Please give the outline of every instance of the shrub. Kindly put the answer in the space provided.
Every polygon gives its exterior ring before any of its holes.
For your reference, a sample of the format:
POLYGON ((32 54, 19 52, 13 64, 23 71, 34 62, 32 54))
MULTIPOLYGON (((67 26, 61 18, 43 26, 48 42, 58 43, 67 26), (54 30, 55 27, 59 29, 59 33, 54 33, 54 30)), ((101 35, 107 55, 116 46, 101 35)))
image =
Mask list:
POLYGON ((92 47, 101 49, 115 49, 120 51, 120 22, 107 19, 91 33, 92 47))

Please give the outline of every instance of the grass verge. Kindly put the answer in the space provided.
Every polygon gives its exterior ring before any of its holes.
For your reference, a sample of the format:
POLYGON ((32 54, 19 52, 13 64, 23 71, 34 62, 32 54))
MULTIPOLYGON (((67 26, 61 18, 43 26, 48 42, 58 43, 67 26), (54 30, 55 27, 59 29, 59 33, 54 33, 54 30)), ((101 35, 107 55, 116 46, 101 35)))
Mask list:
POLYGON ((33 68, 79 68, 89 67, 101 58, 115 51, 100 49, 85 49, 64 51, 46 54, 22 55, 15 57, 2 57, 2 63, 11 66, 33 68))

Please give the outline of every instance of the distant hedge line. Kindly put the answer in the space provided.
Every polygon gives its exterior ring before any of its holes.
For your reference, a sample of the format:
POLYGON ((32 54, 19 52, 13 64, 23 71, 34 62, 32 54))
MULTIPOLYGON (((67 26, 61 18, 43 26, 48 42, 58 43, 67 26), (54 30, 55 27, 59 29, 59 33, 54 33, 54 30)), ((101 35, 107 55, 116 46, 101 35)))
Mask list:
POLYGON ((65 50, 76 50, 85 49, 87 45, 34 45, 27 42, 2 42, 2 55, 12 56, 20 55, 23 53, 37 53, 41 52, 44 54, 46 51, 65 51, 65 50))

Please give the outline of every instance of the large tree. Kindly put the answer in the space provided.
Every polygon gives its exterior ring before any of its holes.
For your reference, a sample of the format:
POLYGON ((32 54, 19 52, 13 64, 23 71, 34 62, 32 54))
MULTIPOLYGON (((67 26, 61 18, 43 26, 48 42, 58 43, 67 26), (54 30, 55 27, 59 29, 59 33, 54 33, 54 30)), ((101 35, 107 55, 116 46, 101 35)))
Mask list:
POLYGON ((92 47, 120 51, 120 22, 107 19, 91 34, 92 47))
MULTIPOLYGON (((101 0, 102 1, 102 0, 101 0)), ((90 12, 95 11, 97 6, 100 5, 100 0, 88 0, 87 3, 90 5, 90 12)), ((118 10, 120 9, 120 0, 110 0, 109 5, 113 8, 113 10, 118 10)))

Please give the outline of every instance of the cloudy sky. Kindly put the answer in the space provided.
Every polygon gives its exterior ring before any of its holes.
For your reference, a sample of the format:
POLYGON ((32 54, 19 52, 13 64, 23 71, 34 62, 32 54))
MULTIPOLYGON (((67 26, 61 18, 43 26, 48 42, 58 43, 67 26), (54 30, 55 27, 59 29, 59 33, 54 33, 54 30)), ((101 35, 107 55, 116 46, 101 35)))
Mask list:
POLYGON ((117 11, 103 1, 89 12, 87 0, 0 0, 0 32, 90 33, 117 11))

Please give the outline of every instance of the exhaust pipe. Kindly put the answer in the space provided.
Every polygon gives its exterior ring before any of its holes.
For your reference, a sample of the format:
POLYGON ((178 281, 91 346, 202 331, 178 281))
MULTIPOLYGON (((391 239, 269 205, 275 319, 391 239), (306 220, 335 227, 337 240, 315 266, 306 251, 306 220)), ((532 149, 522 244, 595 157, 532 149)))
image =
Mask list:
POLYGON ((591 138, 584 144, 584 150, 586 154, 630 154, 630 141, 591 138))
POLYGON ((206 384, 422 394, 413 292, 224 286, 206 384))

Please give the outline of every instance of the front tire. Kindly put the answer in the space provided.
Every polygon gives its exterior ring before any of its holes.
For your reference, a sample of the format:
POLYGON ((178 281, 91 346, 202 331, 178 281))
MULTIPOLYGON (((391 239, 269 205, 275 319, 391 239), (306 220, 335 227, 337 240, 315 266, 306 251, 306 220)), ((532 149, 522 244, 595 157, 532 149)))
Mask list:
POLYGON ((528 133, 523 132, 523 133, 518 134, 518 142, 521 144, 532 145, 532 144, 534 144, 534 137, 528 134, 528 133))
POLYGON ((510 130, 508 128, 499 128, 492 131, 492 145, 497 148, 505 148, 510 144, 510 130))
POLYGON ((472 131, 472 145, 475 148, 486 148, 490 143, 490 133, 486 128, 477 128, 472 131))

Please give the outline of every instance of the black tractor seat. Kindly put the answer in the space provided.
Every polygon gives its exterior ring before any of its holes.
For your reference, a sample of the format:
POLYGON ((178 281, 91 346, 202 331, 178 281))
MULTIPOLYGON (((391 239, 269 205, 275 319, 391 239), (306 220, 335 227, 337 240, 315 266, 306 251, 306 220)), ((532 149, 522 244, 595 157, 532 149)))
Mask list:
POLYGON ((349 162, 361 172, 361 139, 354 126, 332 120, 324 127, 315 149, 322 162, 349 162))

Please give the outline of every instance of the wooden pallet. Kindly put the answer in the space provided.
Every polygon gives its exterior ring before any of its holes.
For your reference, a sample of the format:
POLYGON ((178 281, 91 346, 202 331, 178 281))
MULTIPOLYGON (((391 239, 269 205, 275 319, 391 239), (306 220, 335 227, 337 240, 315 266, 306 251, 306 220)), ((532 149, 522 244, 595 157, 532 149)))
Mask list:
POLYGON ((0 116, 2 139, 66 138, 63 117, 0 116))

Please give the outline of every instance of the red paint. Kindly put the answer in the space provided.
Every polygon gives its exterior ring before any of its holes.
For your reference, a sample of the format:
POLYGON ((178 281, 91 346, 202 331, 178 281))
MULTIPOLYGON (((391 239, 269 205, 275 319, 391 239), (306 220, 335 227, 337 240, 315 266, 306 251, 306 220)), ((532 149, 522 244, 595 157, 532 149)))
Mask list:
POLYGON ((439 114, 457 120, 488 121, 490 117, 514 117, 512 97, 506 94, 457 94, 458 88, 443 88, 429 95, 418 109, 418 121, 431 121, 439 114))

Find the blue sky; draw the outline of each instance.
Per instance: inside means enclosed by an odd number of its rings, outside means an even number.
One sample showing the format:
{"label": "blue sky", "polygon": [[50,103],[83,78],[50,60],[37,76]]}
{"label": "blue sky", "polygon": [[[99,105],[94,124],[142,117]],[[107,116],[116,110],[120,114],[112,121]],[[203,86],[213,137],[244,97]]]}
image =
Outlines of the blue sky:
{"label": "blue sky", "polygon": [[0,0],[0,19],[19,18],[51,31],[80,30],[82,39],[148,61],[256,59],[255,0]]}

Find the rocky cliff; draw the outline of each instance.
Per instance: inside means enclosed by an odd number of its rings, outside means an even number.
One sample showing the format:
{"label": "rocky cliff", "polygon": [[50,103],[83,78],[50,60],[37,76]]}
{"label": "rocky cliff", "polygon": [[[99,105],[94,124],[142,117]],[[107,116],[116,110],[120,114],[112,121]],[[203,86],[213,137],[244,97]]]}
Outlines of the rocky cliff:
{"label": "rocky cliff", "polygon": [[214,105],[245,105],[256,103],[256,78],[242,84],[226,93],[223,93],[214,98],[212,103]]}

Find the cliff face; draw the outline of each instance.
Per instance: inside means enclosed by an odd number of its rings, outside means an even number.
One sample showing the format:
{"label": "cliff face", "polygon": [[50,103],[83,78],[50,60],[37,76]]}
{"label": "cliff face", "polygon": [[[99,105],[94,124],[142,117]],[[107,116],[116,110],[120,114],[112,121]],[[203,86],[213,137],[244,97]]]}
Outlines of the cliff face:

=-=-=

Task to complete
Format all of the material above as a JSON array of strings, with one string per line and the blank lines omitted.

Task answer
[
  "Please give the outline of every instance of the shrub. Kindly put the answer in the space provided.",
  "Every polygon gives its exterior ring before any of its holes.",
  "For your reference, a sample of the format:",
  "POLYGON ((32 54, 19 52, 13 64, 23 71, 34 62, 32 54))",
  "MULTIPOLYGON (((67 26, 61 18, 43 26, 48 42, 58 43, 67 26), (54 30, 55 27, 59 29, 59 33, 54 33, 54 30)), ((101 35, 107 55, 116 46, 101 35)))",
  "image =",
  "Mask list:",
  "POLYGON ((92 47, 101 49, 115 49, 120 51, 120 22, 107 19, 91 33, 92 47))",
  "Please give the outline of every instance of the grass verge. Kindly put the answer in the space provided.",
  "Every polygon gives its exterior ring before any of its holes.",
  "For your reference, a sample of the format:",
  "POLYGON ((32 54, 19 52, 13 64, 23 71, 34 62, 32 54))",
  "MULTIPOLYGON (((67 26, 61 18, 43 26, 48 42, 58 43, 67 26), (54 30, 55 27, 59 29, 59 33, 54 33, 54 30)), ((101 35, 107 55, 116 46, 101 35)))",
  "Mask list:",
  "POLYGON ((33 68, 79 68, 89 67, 101 58, 115 51, 100 49, 85 49, 64 51, 46 54, 22 55, 15 57, 2 57, 2 63, 11 66, 33 68))",
  "Please give the outline of every instance of the distant hedge line. Kindly put the answer in the space provided.",
  "Every polygon gives its exterior ring before any of its holes.",
  "For your reference, a sample of the format:",
  "POLYGON ((32 54, 19 52, 13 64, 23 71, 34 62, 32 54))",
  "MULTIPOLYGON (((67 26, 61 18, 43 26, 48 42, 58 43, 67 26), (54 30, 55 27, 59 29, 59 33, 54 33, 54 30)), ((101 35, 107 55, 116 46, 101 35)))",
  "Mask list:",
  "POLYGON ((65 50, 76 50, 85 49, 87 45, 34 45, 27 42, 2 42, 2 55, 12 56, 20 55, 23 53, 37 53, 41 52, 44 54, 46 51, 65 51, 65 50))",
  "Please give the outline of every instance of the large tree. Kindly put the answer in the space provided.",
  "Every polygon gives its exterior ring before any of its holes.",
  "For your reference, a sample of the format:",
  "POLYGON ((32 54, 19 52, 13 64, 23 71, 34 62, 32 54))",
  "MULTIPOLYGON (((67 26, 61 18, 43 26, 48 42, 58 43, 67 26), (54 30, 55 27, 59 29, 59 33, 54 33, 54 30)), ((101 35, 107 55, 116 46, 101 35)))",
  "Mask list:",
  "POLYGON ((92 47, 120 51, 120 22, 107 19, 91 34, 92 47))",
  "MULTIPOLYGON (((101 0, 102 1, 102 0, 101 0)), ((90 12, 95 11, 97 6, 100 5, 100 0, 88 0, 87 3, 90 5, 90 12)), ((118 10, 120 9, 120 0, 110 0, 109 5, 113 8, 113 10, 118 10)))",
  "Please give the outline of every instance of the cloudy sky. Kindly put the answer in the space provided.",
  "Every polygon gives its exterior ring before any of its holes.",
  "For your reference, a sample of the format:",
  "POLYGON ((32 54, 19 52, 13 64, 23 71, 34 62, 32 54))",
  "MULTIPOLYGON (((67 26, 61 18, 43 26, 48 42, 58 43, 67 26), (54 30, 55 27, 59 29, 59 33, 54 33, 54 30)), ((101 35, 107 55, 116 46, 101 35)))",
  "Mask list:",
  "POLYGON ((117 11, 103 1, 89 12, 87 0, 0 0, 0 32, 90 33, 117 11))",
  "Please give the outline of every instance of the exhaust pipe. Kindly put the answer in the space provided.",
  "Every polygon gives its exterior ring before any of its holes.",
  "For your reference, a sample of the format:",
  "POLYGON ((178 281, 91 346, 202 331, 178 281))",
  "MULTIPOLYGON (((391 239, 269 205, 275 319, 391 239), (306 220, 335 227, 337 240, 315 266, 306 251, 306 220)), ((532 149, 522 244, 595 157, 532 149)))",
  "image =",
  "Mask list:",
  "POLYGON ((591 138, 584 144, 584 150, 586 154, 630 154, 630 141, 591 138))",
  "POLYGON ((206 384, 422 394, 413 292, 224 286, 206 384))",
  "Please give the outline of every instance of the front tire. Kindly put the answer in the space provided.",
  "Every polygon gives its exterior ring before any of its holes.",
  "For your reference, a sample of the format:",
  "POLYGON ((178 281, 91 346, 202 331, 178 281))",
  "MULTIPOLYGON (((391 239, 269 205, 275 319, 391 239), (306 220, 335 227, 337 240, 315 266, 306 251, 306 220)), ((532 149, 522 244, 595 157, 532 149)))",
  "Mask list:",
  "POLYGON ((528 133, 523 132, 523 133, 518 134, 518 142, 521 144, 532 145, 532 144, 534 144, 534 137, 528 134, 528 133))",
  "POLYGON ((510 130, 508 128, 499 128, 492 131, 492 145, 497 148, 505 148, 510 144, 510 130))",
  "POLYGON ((472 131, 472 145, 475 148, 486 148, 490 143, 490 133, 486 128, 477 128, 472 131))",
  "Please give the outline of every instance of the black tractor seat. Kindly put the answer in the space provided.",
  "Every polygon gives its exterior ring before any of its holes.",
  "For your reference, a sample of the format:",
  "POLYGON ((178 281, 91 346, 202 331, 178 281))",
  "MULTIPOLYGON (((391 239, 269 205, 275 319, 391 239), (306 220, 335 227, 337 240, 315 266, 306 251, 306 220)), ((532 149, 522 244, 595 157, 532 149)))",
  "Mask list:",
  "POLYGON ((349 162, 361 172, 361 139, 354 126, 332 120, 324 127, 315 149, 322 162, 349 162))",
  "Please give the outline of every instance of the wooden pallet. Kindly put the answer in the space provided.",
  "Every polygon gives its exterior ring before any of its holes.",
  "For your reference, a sample of the format:",
  "POLYGON ((178 281, 91 346, 202 331, 178 281))",
  "MULTIPOLYGON (((391 239, 269 205, 275 319, 391 239), (306 220, 335 227, 337 240, 315 266, 306 251, 306 220)), ((532 149, 522 244, 595 157, 532 149)))",
  "Mask list:",
  "POLYGON ((0 116, 2 139, 66 138, 63 117, 0 116))",
  "Please give the outline of every instance of the red paint. Kindly put the answer in the space provided.",
  "Every polygon gives its exterior ring before any of its holes.",
  "For your reference, a sample of the format:",
  "POLYGON ((178 281, 91 346, 202 331, 178 281))",
  "MULTIPOLYGON (((391 239, 269 205, 275 319, 391 239), (306 220, 335 227, 337 240, 315 266, 306 251, 306 220)), ((532 149, 522 244, 595 157, 532 149)))",
  "Mask list:",
  "POLYGON ((439 114, 457 120, 488 121, 490 117, 514 117, 512 97, 506 94, 457 94, 458 88, 443 88, 429 95, 418 109, 418 121, 431 121, 439 114))",
  "Find the blue sky; draw the outline of each instance.",
  "Per instance: inside means enclosed by an odd number of its rings, outside means an even number.",
  "One sample showing the format:",
  "{\"label\": \"blue sky\", \"polygon\": [[50,103],[83,78],[50,60],[37,76]]}",
  "{\"label\": \"blue sky\", \"polygon\": [[[99,105],[94,124],[142,117]],[[107,116],[116,110],[120,114],[112,121]],[[203,86],[213,137],[244,97]]]}",
  "image =",
  "Outlines of the blue sky:",
  "{\"label\": \"blue sky\", \"polygon\": [[0,0],[0,19],[19,18],[51,31],[80,30],[82,39],[148,61],[256,59],[255,0]]}",
  "Find the rocky cliff; draw the outline of each instance.",
  "Per instance: inside means enclosed by an odd number of its rings, outside means an even number.",
  "One sample showing the format:",
  "{\"label\": \"rocky cliff\", \"polygon\": [[50,103],[83,78],[50,60],[37,76]]}",
  "{\"label\": \"rocky cliff\", \"polygon\": [[[99,105],[94,124],[142,117]],[[107,116],[116,110],[120,114],[112,121]],[[203,86],[213,137],[244,97]]]}",
  "Outlines of the rocky cliff:",
  "{\"label\": \"rocky cliff\", \"polygon\": [[214,105],[245,105],[256,103],[256,78],[242,84],[226,93],[223,93],[214,98],[212,103]]}",
  "Find the cliff face; draw the outline of each instance.",
  "Per instance: inside means enclosed by an odd number of its rings, outside means an even number.",
  "One sample showing the format:",
  "{\"label\": \"cliff face\", \"polygon\": [[50,103],[83,78],[50,60],[37,76]]}",
  "{\"label\": \"cliff face\", \"polygon\": [[[99,105],[94,124],[142,117]],[[107,116],[116,110],[120,114],[112,121]],[[203,86],[213,137],[244,97]]]}",
  "Outlines of the cliff face:"
]